**DESCRIPTION OF THE TASK:**
Please copy out the full news roundup below, from its "Slavery law enforcement" heading to its last line, word for word.

Slavery law enforcement
The Guardian has used Freedom of Information requests to establish that seven police forces have laid no charges under the Modern Slavery Act 2015 since it came into force. Section 2 of that Act makes it a criminal offence to arrange or facilitate the travel — defined to mean recruiting, transporting or transferring, harbouring or receiving a person, or transferring or exchanging control over them — with a view to that person’s being exploited (or so our excellent training course on the subject informs me).
Unlawful detention payouts
Unlawful detention cases have cost the government over £21 million in the past five years, according to official figures. Tory MP Andrew Mitchell – a campaigners against the iniquities of the immigration detention system – secured the statistics, which ran on the Mail website (although the story is by the Press Association). A look at the original question and answer does not make it any clearer whether this includes legal costs. I would assume not.
Brexit negotiations
There has been a bit of public and media fatigue on Brexit since the early December breakthrough in talks, but behind the scenes work goes on. Not the least of it is firming up that initial agreement, including on citizens’ rights, and turning it into a formal withdrawal agreement for ratification. The BBC and Politico ran articles bringing us back up to speed.
Tory opinion
Conservative MPs overwhelmingly oppose the continuation of free movement after Brexit, the Express reports, pointing to a poll commissioned by the respectable UK in a Changing Europe think tank.

**SOURCE INFORMATION:**

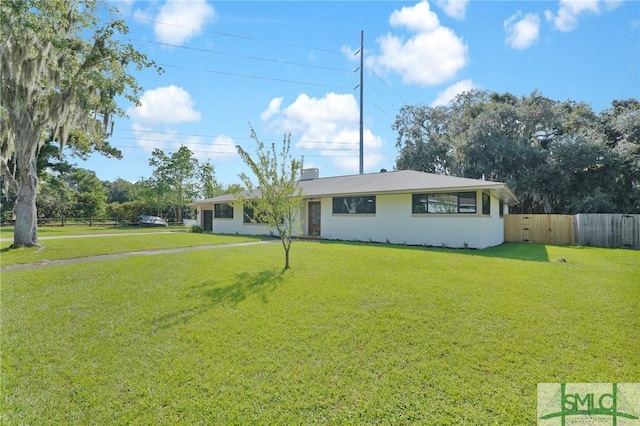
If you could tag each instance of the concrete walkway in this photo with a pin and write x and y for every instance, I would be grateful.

...

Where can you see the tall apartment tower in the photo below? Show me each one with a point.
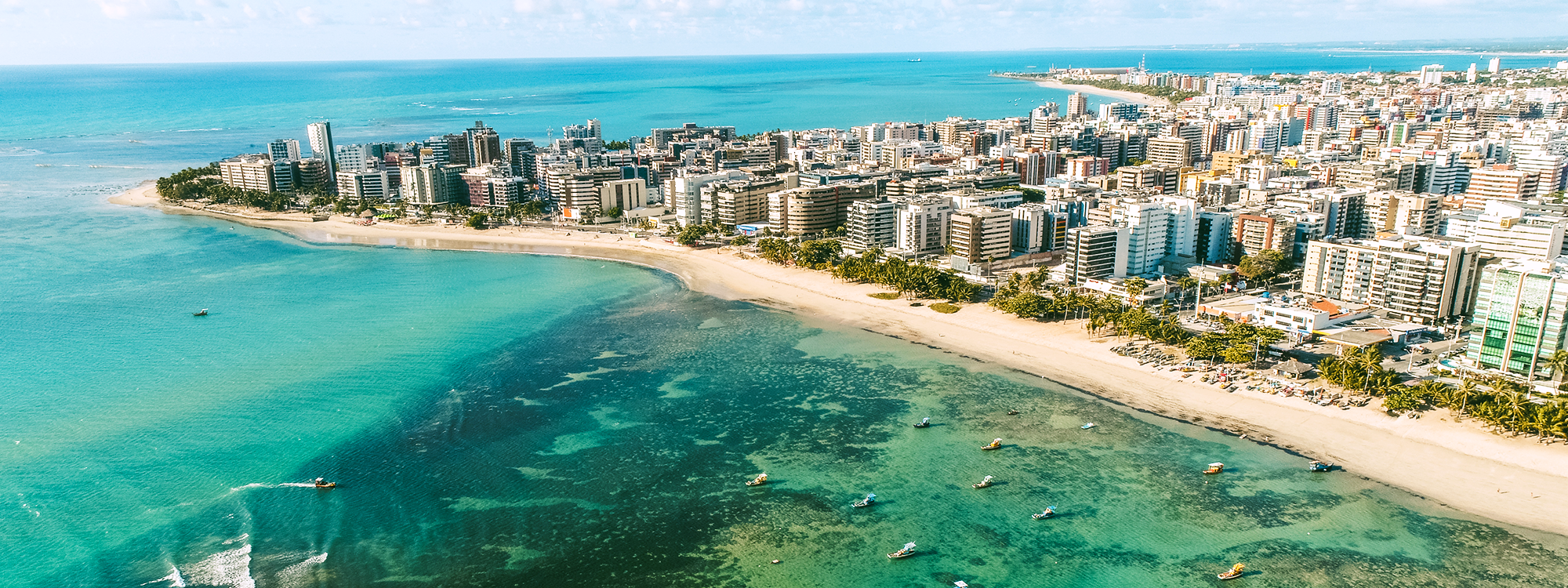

**EXERCISE RESULT:**
Slavery law enforcement
The Guardian has used Freedom of Information requests to establish that seven police forces have laid no charges under the Modern Slavery Act 2015 since it came into force. Section 2 of that Act makes it a criminal offence to arrange or facilitate the travel — defined to mean recruiting, transporting or transferring, harbouring or receiving a person, or transferring or exchanging control over them — with a view to that person’s being exploited (or so our excellent training course on the subject informs me).
Unlawful detention payouts
Unlawful detention cases have cost the government over £21 million in the past five years, according to official figures. Tory MP Andrew Mitchell – a campaigners against the iniquities of the immigration detention system – secured the statistics, which ran on the Mail website (although the story is by the Press Association). A look at the original question and answer does not make it any clearer whether this includes legal costs. I would assume not.
Brexit negotiations
There has been a bit of public and media fatigue on Brexit since the early December breakthrough in talks, but behind the scenes work goes on. Not the least of it is firming up that initial agreement, including on citizens’ rights, and turning it into a formal withdrawal agreement for ratification. The BBC and Politico ran articles bringing us back up to speed.
Tory opinion
Conservative MPs overwhelmingly oppose the continuation of free movement after Brexit, the Express reports, pointing to a poll commissioned by the respectable UK in a Changing Europe think tank.